▸ **Request 1**:
Answer these questions about the interview below:
(a) Which US cities does it name as having great biking cultures?
(b) What kind of event does the community host?
(c) In neighborhoods built before the Great Depression, where are garages generally placed?

▸ **Supplied text**:
We expect less from our neighborhoods now. Our time on the road has dulled our senses. We don’t demand the character and craftsmanship in our homes and neighborhoods when we look at them while traveling 45 mph. Walking and biking speeds are another story. There is much more time to immerse ourselves in the environment. Unfortunately, we leave our homes through the garage door and park our car somewhere in a large asphalt lot only to return home through the same garage door we left. Have you ever noticed how absurd it is to sit in a car during rush hour, so close to so many people, and not interact with them? That never happens on a bike. This might offend some people, but it is true. Most people don’t even consider alternative modes of mobility because we have come to accept the auto-centric lifestyle. I digressed here a bit only to set up an alternative approach. Community design does affect behavior. Just visit neighborhoods that were developed prior to the Great Depression and you discover homes located on smaller blocks with many connected intersections, garages are generally in the back, and there was a corner store or neighborhood market. The point here is that the distances were manageable and the walks pleasant. Most suburbs now don’t have the physical connections that even make walking or biking possible. They were not planned holistically. Land ownership is too fragmented making coordinated city planning as difficult as herding cats. I digressed again, but yes I see a change in parts of Salt Lake City, and certainly in Daybreak.

C.U.: What examples from other parts of the country can you give to support this?

S.J.: What seems to work best is the price of gasoline. I am amazed by the increase in cyclists I see commuting when the price of gas goes up and during the Clear the Air Challenge. Given the high price of car payments, gasoline, insurance etc, I surprised that there are not more people who lose the car. You can buy a new bike pretty quickly with the money you save. There are a number of cities in the US that have developed great biking cultures such as Madison, Minneapolis/St Paul, Portland, and Berkeley. These are all places where significant investment has been made biking infrastructure. I spent some time in Brisbane, Perth and Sydney, Australia in August, where the biking infrastructure is incredible… and so is the weather.

C.U.: Does pushing the “healthy community lifestyle” in marketing affect who lives there?

S.J.: We do market the possibilities related to a healthy lifestyle. We even host triathlons. We try to attract buyers who value both a home and a fun, safe place to live, regardless of the demographics. This means there is something for everyone, from apartments next to the restaurants and shops to larger homes next to the lake and trails.

▸ **Stored data**:
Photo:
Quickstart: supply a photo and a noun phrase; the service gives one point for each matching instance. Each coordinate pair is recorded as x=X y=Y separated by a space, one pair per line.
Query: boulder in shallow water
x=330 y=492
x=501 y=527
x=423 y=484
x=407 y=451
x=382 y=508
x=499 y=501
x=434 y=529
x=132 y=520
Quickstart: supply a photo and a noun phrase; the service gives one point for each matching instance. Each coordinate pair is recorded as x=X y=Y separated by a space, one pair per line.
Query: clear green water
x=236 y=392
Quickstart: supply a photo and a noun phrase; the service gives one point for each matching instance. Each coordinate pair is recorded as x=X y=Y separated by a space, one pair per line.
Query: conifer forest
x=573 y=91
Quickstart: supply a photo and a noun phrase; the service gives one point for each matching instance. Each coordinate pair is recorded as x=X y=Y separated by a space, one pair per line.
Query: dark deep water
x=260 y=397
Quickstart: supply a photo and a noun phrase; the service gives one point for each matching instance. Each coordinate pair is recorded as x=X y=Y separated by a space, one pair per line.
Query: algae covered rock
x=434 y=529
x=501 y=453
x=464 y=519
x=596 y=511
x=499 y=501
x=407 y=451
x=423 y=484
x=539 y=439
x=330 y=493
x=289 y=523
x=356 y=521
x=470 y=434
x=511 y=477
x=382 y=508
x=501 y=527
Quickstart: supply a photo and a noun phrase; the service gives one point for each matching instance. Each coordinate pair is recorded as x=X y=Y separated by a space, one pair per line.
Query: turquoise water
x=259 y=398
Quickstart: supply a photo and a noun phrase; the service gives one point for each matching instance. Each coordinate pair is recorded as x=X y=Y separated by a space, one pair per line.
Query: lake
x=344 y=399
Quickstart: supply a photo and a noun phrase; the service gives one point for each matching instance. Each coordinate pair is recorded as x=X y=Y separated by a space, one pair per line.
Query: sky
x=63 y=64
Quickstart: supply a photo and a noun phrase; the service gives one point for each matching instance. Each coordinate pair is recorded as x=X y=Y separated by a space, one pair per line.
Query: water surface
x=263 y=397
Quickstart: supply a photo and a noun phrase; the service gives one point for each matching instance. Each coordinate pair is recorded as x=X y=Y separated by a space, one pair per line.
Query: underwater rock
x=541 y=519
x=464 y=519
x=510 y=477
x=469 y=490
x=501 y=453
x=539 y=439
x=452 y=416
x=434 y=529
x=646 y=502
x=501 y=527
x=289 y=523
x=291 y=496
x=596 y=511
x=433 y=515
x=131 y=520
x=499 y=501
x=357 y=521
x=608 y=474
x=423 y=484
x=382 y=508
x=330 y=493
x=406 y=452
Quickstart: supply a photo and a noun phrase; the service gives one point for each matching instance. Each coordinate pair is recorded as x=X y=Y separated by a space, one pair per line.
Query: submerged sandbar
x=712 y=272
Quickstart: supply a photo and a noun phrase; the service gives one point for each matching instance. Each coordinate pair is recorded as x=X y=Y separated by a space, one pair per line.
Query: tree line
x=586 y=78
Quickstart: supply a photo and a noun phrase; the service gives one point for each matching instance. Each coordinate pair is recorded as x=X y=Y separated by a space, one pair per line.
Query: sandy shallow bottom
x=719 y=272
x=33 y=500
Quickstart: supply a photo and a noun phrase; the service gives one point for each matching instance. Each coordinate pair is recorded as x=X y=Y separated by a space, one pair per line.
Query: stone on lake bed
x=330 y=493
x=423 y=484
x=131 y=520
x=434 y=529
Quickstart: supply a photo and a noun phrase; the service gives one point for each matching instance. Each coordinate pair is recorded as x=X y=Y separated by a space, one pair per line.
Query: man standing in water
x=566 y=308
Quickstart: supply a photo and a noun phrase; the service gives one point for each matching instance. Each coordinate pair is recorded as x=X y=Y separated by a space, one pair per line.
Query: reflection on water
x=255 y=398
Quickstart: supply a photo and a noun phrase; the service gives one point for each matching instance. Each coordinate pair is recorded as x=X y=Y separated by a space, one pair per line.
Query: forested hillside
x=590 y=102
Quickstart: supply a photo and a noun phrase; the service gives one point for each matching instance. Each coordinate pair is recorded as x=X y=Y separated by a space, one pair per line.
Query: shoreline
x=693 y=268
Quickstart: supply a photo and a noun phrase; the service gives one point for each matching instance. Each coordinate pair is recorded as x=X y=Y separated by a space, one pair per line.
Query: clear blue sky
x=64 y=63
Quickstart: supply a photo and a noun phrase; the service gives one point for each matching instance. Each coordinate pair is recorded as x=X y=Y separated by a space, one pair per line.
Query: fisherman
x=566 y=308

--

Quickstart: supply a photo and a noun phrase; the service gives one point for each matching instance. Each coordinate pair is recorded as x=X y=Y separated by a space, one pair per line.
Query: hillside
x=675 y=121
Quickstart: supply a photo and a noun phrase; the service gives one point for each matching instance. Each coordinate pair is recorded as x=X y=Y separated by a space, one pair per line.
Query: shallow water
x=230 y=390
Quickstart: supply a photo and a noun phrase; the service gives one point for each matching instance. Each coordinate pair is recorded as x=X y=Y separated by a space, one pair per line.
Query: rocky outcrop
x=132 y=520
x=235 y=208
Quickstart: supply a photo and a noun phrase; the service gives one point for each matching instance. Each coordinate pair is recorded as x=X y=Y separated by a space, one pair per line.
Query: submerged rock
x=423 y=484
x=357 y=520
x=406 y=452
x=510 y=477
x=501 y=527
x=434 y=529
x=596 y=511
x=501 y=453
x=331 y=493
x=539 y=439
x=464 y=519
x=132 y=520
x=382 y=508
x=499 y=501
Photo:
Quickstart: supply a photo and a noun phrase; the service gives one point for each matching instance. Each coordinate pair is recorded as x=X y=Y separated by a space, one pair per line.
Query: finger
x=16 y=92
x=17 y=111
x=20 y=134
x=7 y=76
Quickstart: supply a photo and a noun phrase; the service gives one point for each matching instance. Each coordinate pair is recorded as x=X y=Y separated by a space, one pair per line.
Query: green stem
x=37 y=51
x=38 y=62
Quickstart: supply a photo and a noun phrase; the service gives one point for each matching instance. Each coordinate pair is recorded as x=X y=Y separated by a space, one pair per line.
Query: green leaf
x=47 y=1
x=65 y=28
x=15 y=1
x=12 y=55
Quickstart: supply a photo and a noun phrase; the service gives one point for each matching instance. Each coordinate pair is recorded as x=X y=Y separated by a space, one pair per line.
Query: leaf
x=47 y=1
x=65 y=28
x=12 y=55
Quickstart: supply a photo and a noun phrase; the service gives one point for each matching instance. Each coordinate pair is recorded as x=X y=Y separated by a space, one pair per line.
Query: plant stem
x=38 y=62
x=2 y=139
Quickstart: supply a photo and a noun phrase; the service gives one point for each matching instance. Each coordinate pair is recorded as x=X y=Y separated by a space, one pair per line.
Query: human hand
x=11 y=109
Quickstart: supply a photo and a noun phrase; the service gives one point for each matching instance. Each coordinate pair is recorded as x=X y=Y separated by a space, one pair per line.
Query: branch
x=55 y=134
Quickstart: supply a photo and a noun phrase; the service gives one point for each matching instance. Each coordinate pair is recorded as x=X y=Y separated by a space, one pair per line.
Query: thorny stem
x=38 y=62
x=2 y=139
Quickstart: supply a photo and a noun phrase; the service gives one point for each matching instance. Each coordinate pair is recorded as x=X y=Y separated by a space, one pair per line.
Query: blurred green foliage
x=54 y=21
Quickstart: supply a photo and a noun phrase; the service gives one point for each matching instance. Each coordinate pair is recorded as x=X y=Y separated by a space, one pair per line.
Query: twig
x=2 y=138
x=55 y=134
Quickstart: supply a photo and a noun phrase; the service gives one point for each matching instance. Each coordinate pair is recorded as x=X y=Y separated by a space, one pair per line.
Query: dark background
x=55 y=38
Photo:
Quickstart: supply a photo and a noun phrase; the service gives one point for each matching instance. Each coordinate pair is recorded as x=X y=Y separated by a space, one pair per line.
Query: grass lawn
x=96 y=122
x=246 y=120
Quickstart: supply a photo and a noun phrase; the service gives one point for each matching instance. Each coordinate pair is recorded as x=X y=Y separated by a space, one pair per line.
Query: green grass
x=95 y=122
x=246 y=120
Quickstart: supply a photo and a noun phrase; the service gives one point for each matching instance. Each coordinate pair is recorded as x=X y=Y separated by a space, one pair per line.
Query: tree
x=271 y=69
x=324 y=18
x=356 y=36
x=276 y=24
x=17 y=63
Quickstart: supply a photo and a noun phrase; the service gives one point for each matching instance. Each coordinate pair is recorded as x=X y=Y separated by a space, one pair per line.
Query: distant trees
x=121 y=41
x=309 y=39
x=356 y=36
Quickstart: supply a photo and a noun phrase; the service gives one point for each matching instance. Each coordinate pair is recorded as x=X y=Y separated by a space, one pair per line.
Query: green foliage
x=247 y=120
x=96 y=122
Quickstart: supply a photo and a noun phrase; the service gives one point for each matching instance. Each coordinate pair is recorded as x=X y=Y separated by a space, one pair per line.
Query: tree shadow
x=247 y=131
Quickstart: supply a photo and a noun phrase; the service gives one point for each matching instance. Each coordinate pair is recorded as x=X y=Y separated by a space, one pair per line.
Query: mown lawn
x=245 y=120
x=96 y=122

▸ **Request 2**:
Locate every line in the entries above that contains the word "hillside", and copy each of those lines.

▸ **Answer 1**:
(a) Madison, Minneapolis/St Paul, Portland, and Berkeley.
(b) Triathlons.
(c) In the back.

▸ **Answer 2**:
Query: forested hillside
Query: hillside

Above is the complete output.